• [WHAT IS REQUIRED] Below are some records. Pull every line that contains the word "outline".

◆ ◆ ◆ ◆

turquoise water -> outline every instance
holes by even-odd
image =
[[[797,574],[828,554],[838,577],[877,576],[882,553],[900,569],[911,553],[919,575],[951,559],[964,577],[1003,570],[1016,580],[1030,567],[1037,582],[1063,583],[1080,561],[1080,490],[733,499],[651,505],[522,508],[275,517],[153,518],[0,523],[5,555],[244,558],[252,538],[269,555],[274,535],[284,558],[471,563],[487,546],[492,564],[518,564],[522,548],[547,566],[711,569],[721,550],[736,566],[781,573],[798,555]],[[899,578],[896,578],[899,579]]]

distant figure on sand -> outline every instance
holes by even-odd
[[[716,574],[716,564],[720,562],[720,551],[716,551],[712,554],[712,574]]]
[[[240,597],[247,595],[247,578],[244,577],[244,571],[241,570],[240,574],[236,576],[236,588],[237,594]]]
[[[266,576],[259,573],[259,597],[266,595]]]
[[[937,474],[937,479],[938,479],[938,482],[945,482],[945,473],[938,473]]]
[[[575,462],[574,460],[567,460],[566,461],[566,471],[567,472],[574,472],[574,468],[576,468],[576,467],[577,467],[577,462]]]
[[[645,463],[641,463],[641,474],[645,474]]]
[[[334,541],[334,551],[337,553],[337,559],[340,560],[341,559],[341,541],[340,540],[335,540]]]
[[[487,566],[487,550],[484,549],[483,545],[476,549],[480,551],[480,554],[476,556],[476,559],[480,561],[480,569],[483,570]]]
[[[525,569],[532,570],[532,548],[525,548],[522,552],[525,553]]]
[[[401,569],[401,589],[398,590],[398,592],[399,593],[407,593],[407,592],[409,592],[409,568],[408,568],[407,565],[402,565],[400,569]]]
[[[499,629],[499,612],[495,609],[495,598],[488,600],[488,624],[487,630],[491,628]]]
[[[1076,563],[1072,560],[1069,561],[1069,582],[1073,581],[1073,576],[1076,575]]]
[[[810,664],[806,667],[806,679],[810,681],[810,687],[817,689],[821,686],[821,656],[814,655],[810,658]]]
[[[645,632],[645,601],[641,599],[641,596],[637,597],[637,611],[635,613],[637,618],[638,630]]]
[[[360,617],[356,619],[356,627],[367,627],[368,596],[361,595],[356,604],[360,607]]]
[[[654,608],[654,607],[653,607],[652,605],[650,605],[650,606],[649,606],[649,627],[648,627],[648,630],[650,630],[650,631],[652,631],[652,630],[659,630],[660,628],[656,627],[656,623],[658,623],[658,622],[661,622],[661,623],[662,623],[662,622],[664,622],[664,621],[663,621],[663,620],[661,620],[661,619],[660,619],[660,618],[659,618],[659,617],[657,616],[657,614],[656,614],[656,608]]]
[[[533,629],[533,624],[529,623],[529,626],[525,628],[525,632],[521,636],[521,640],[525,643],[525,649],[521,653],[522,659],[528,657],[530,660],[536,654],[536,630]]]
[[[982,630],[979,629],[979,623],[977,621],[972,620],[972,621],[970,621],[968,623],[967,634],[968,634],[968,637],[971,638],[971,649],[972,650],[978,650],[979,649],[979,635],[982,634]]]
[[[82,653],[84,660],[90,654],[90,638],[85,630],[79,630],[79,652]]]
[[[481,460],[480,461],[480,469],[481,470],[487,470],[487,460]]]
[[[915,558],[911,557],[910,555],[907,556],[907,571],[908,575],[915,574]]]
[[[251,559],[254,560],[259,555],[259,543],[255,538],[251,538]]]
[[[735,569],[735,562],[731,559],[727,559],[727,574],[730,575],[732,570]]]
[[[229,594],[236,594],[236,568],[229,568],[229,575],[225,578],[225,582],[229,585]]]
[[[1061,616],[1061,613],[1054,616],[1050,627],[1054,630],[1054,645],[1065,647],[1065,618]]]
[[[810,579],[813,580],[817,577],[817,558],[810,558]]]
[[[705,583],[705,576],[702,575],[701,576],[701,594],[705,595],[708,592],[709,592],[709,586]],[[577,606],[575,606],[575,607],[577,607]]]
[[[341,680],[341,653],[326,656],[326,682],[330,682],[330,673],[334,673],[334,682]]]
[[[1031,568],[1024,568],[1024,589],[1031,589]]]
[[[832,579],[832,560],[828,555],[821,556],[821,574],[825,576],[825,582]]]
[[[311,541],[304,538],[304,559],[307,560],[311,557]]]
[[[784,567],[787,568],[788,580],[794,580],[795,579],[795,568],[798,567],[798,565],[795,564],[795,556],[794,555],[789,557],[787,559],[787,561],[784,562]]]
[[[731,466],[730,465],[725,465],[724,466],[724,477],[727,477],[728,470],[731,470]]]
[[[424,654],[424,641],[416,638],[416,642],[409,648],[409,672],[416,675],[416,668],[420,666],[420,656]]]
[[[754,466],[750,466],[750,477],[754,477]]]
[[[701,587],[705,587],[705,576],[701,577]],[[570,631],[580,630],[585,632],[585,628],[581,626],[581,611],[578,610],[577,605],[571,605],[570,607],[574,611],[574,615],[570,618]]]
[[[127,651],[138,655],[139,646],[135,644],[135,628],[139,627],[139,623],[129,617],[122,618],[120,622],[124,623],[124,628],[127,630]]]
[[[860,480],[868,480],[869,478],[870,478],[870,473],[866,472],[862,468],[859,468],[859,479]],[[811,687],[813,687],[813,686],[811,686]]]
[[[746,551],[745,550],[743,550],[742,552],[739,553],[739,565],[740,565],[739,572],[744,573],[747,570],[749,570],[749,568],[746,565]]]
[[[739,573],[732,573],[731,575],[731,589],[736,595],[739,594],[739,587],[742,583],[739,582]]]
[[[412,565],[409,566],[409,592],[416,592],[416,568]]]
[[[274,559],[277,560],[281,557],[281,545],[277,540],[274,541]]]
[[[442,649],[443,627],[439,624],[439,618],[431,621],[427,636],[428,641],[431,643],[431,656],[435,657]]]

◆ ◆ ◆ ◆

• [RESPONSE AREA]
turquoise water -> outline every instance
distant figure on sand -> outline every instance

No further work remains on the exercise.